» **Task instructions**
Copy the data below exactly.
┌─ Provided information
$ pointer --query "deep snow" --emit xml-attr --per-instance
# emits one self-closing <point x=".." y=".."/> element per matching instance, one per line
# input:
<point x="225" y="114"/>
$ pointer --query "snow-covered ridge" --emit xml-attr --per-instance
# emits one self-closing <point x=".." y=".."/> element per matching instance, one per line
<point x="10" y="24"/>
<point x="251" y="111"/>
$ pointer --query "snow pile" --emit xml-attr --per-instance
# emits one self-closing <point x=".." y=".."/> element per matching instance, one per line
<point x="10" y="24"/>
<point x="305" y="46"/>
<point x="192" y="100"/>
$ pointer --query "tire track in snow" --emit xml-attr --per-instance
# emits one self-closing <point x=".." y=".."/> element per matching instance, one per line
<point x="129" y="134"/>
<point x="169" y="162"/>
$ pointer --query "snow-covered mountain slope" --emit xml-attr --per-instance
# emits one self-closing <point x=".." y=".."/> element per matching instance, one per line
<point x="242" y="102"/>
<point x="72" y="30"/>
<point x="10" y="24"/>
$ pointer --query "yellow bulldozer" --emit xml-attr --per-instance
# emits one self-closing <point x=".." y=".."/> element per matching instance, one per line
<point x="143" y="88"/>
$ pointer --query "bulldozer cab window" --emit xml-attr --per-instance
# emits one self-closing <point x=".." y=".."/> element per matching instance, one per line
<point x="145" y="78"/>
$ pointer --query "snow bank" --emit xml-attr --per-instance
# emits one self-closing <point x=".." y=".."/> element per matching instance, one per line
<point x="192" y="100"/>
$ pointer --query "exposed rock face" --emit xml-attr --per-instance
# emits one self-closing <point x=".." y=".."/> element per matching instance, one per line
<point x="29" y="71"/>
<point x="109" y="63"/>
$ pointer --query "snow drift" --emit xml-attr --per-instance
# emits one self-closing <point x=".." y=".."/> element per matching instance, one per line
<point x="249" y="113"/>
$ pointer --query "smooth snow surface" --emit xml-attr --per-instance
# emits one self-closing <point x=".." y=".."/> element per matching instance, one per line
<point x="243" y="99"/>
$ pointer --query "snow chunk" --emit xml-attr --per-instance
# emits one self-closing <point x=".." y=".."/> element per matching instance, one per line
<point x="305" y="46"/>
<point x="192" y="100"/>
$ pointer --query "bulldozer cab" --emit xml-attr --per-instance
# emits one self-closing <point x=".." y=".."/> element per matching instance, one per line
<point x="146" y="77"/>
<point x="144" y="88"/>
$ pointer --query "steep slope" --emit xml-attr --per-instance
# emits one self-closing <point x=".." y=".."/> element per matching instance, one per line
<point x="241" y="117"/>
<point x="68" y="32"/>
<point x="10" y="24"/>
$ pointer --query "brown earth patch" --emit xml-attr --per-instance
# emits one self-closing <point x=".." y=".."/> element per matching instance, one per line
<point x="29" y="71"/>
└─
» **Exercise solution**
$ pointer --query "deep snow" --emit xml-attr --per-instance
# emits one self-closing <point x=".." y=".."/> element per matching instance, one per line
# input:
<point x="225" y="114"/>
$ pointer --query "snow-covered ridge" --emit xml-attr --per-instance
# emits one self-closing <point x=".." y=".."/> element per matching instance, one per line
<point x="10" y="24"/>
<point x="251" y="111"/>
$ pointer --query "snow pile" --emit xml-attr --per-instance
# emits one self-closing <point x=".." y=".."/> element per matching instance, one per line
<point x="10" y="24"/>
<point x="305" y="46"/>
<point x="192" y="100"/>
$ pointer --query "tire track in snow" --emit xml-attr --per-instance
# emits one self-closing <point x=".." y=".."/> element per matching instance, one per line
<point x="129" y="134"/>
<point x="169" y="162"/>
$ pointer --query "snow-covered mountain slope" --emit xml-attr --per-instance
# emits one self-closing <point x=".." y=".."/> element per matching instance, one per line
<point x="242" y="102"/>
<point x="72" y="30"/>
<point x="10" y="24"/>
$ pointer --query "yellow bulldozer" --emit xml-attr --per-instance
# emits one self-closing <point x=".." y=".."/> element per matching instance, one per line
<point x="143" y="88"/>
$ pointer --query "bulldozer cab window" --emit xml-attr --per-instance
# emits one self-closing <point x=".." y=".."/> element per matching instance, one per line
<point x="145" y="78"/>
$ pointer --query "snow bank" --emit xml-attr --per-instance
# emits one self-closing <point x=".." y=".."/> element per matching instance, one per line
<point x="192" y="100"/>
$ pointer --query "exposed rock face" --emit xml-attr --per-instance
# emits one self-closing <point x=".." y=".."/> element per matching instance, one per line
<point x="29" y="71"/>
<point x="109" y="63"/>
$ pointer --query "snow drift" --emit xml-attr --per-instance
# emits one self-closing <point x=".." y=".."/> element per matching instance, one per line
<point x="249" y="113"/>
$ pointer --query "smooth snow surface" --emit xml-attr --per-instance
# emits one self-closing <point x=".." y=".."/> element per matching instance, one per line
<point x="243" y="99"/>
$ pointer --query "snow chunk" --emit xml-attr --per-instance
# emits one self-closing <point x=".." y=".."/> element per matching instance, one per line
<point x="305" y="46"/>
<point x="192" y="100"/>
$ pointer --query "bulldozer cab" --emit xml-attr --per-instance
# emits one self-closing <point x=".." y=".."/> element per matching instance, one per line
<point x="146" y="77"/>
<point x="144" y="88"/>
$ pointer --query "steep slope" --emit xml-attr --per-instance
# emits one self-closing <point x=".." y=".."/> element per matching instance, one per line
<point x="241" y="117"/>
<point x="68" y="32"/>
<point x="10" y="24"/>
$ pointer --query "brown earth patch" --emit xml-attr --per-instance
# emits one self-closing <point x=".." y=".."/> element per matching instance, one per line
<point x="29" y="71"/>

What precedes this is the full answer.